Text des Dokuments:

....

Freitag, 23. Oktober 2009

Dokumentation: Christine Haderthauer, Bayerische Staatsministerin für Familie, zur finanziellen Entlastung von Familien

Junge Eltern nicht einseitig lenken

Wieweit sich die neue Regierung einem bürgerlichen Politikansatz verpflichtet fühlt, wird besonders in der familienpolitischen Ausrichtung erkennbar werden. Mit der Entscheidung für oder gegen das Betreuungsgeld wird eine elementare gesellschaftspolitische Weiche gestellt. Da geht es um weit mehr als um 150 Euro im Monat. Es geht um Grundsätze und Werte. Das Betreuungsgeld ist der Kontrapunkt bürgerlicher Politik zum Rechtsanspruch auf einen Krippenplatz für Kleinkinder vom ersten Geburtstag an. Ein Rechtsanspruch verändert persönliche Einstellungen, schafft eine gesellschaftliche Norm, die irgendwann zur Normalität wird. So, wie es mit dem Kindergartenbesuch vom dritten Lebensjahr an geschieht. Wurden früher Kleinkinder je nach familiärer Situation in unterschiedlichem Alter im Kindergarten angemeldet, so trifft heute, nach Einführung des Rechtsanspruches, junge Eltern, die ihr Kind mit drei Jahren noch nicht in den Kindergarten schicken, bereits ein erheblicher Druck, dies zu rechtfertigen.

....

Gesammelte Daten:
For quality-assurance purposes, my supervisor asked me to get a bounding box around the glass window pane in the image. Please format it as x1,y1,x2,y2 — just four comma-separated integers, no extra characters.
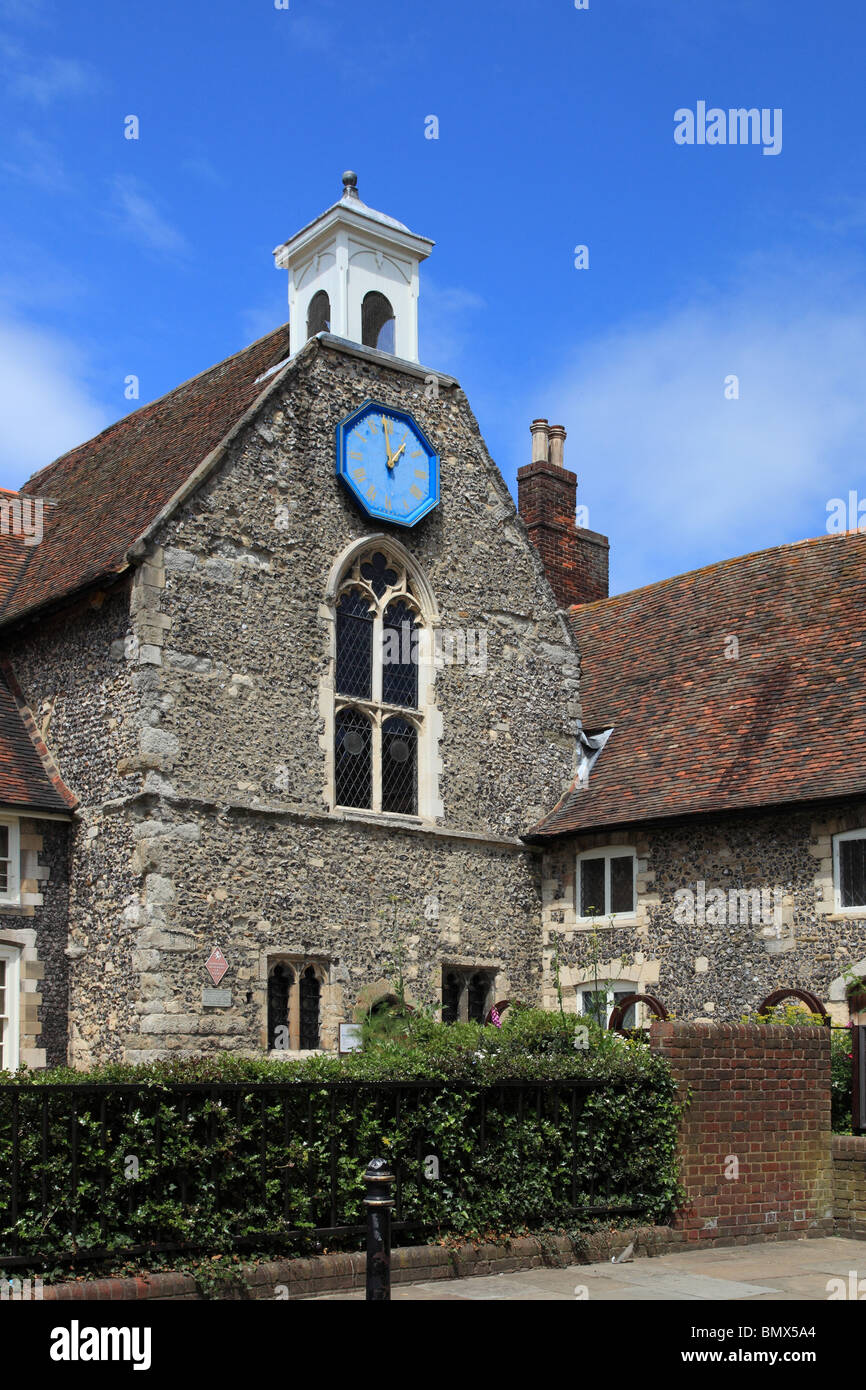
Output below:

....

Aufgaben:
(1) Nenne alle verschiedenen Substantive im Text zum Betreuungsgeld, die den Wortbestandteil „Kind“ enthalten. Ordne sie nach ihrem ersten Auftreten.
(2) Setze den Text zum Betreuungsgeld nach seinem letzten Satz in derselben Argumentationsweise fort.

Lösungen:
(1) Kleinkinder, Kindergartenbesuch, Kindergarten, Kind

(2)
Der Rechtsanspruch auf einen Betreuungsplatz ab dem ersten Geburtstag wird einen ähnlichen Druck erzeugen. Politik macht damit eine klare Ansage: Kleinkinder sollen ab dem Alter von einem Jahr grundsätzlich und sozusagen regelhaft in Krippen betreut werden. Diese Beeinflussung junger Eltern in ihrer Lebensgestaltung wirkt noch unausweichlicher, wenn es keine flankierende Maßnahme gibt, die als Balance auch dem anderen Weg, nämlich der häuslichen Betreuung des Kleinkindes, gesellschaftliche Anerkennung vermittelt. Der Wunsch das Kind in dessen ersten drei Jahren selbst zu betreuen, wird damit im entwertet, wird irgendwann gerechtfertigt werden müssen. Die Politik entzieht jungen Eltern nonverbal, allein durch diese Weichenstellung und auf kaltem Wege das Vertrauen und die gesellschaftliche Legitimation für die Gestaltung ihres Familienlebens ohne Krippe. Die Folge wird sein, dass junge Eltern das Gefühl für ihre Bedeutung nach und nach verlieren, sich auch selber immer weniger zutrauen und sich aus der Elternaufgabe zunehmend verabschieden. Verlierer werden die Kinder sein.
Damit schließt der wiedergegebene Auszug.